__Problem to work on__
Please give back an exact reproduction of the lines from the one with "Reviewer note: confirm that every instance of the white door" through the end of the entries below, and no others.

__Entries supplied__
* * * * * * *
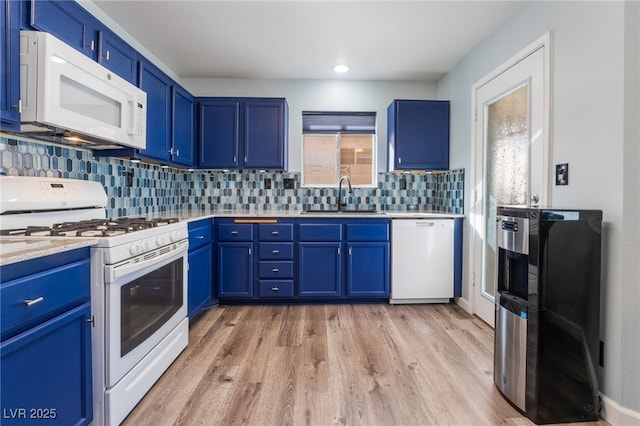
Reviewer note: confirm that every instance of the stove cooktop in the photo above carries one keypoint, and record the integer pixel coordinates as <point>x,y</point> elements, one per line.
<point>91,228</point>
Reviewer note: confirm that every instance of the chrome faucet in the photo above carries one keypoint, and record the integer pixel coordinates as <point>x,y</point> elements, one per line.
<point>342,204</point>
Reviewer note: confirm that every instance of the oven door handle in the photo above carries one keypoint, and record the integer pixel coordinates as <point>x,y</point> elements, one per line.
<point>134,264</point>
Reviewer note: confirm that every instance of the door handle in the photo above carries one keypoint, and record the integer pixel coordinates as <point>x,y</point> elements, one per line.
<point>534,199</point>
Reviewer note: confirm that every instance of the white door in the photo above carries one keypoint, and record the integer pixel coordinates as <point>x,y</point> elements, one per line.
<point>510,157</point>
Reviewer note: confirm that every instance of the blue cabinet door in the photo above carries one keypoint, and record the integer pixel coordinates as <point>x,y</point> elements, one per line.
<point>158,87</point>
<point>235,270</point>
<point>46,372</point>
<point>265,138</point>
<point>368,269</point>
<point>116,55</point>
<point>10,65</point>
<point>69,22</point>
<point>183,123</point>
<point>320,269</point>
<point>218,134</point>
<point>200,279</point>
<point>418,135</point>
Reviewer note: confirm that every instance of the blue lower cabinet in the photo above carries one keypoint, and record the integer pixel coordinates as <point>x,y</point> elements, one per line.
<point>276,288</point>
<point>368,269</point>
<point>46,372</point>
<point>320,269</point>
<point>235,270</point>
<point>201,277</point>
<point>200,280</point>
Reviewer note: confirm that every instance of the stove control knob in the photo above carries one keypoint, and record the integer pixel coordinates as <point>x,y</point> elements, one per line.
<point>135,249</point>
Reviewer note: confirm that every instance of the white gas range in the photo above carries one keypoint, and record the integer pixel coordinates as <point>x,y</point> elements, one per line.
<point>138,282</point>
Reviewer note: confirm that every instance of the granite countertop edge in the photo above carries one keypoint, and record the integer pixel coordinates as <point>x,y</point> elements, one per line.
<point>195,215</point>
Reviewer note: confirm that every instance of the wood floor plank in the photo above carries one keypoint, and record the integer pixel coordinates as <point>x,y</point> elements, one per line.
<point>332,365</point>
* * * * * * *
__Exercise output__
Reviewer note: confirm that every instance of the white door in the photo above carries one keypoint, and record the integer pixel coordinates as <point>x,y</point> elements, one per line.
<point>510,157</point>
Reviewer note: confirm that every instance of the blue cabinet door in the photo above carries one keypoint, and record the integer pixel coordinates as <point>x,y</point> elements, one per line.
<point>158,87</point>
<point>235,270</point>
<point>46,372</point>
<point>265,138</point>
<point>368,269</point>
<point>116,55</point>
<point>10,65</point>
<point>69,22</point>
<point>183,123</point>
<point>320,269</point>
<point>218,134</point>
<point>200,279</point>
<point>418,135</point>
Reviewer note: confirm that every instance of the blue lower cabinet in the photo above carries one keypoint, and record the integer pixel coordinates as <point>x,y</point> elements, one per line.
<point>276,288</point>
<point>368,269</point>
<point>46,372</point>
<point>320,269</point>
<point>235,270</point>
<point>201,277</point>
<point>200,280</point>
Reviewer note: confirm that every instance of the stove control knob in the photo above carries one keypoint, and record the integer pixel coordinates as <point>x,y</point> elements, one per line.
<point>135,249</point>
Reviewer note: confirm that every instance of the white gas range in the photo above carries one keypoint, and record the integer pixel coordinates as <point>x,y</point> elements, one per line.
<point>138,282</point>
Reviewer note: confirm that every instance of the granite countertop edge in the photo above carries one keypoint, and record the integer pixel coordinates as <point>x,y</point> elements, one per line.
<point>195,215</point>
Reviewer note: confirm that every instance of the wood floor plank in the photo above carries one keypoint, and record the integer pixel coordinates as <point>x,y</point> elements, one per line.
<point>332,365</point>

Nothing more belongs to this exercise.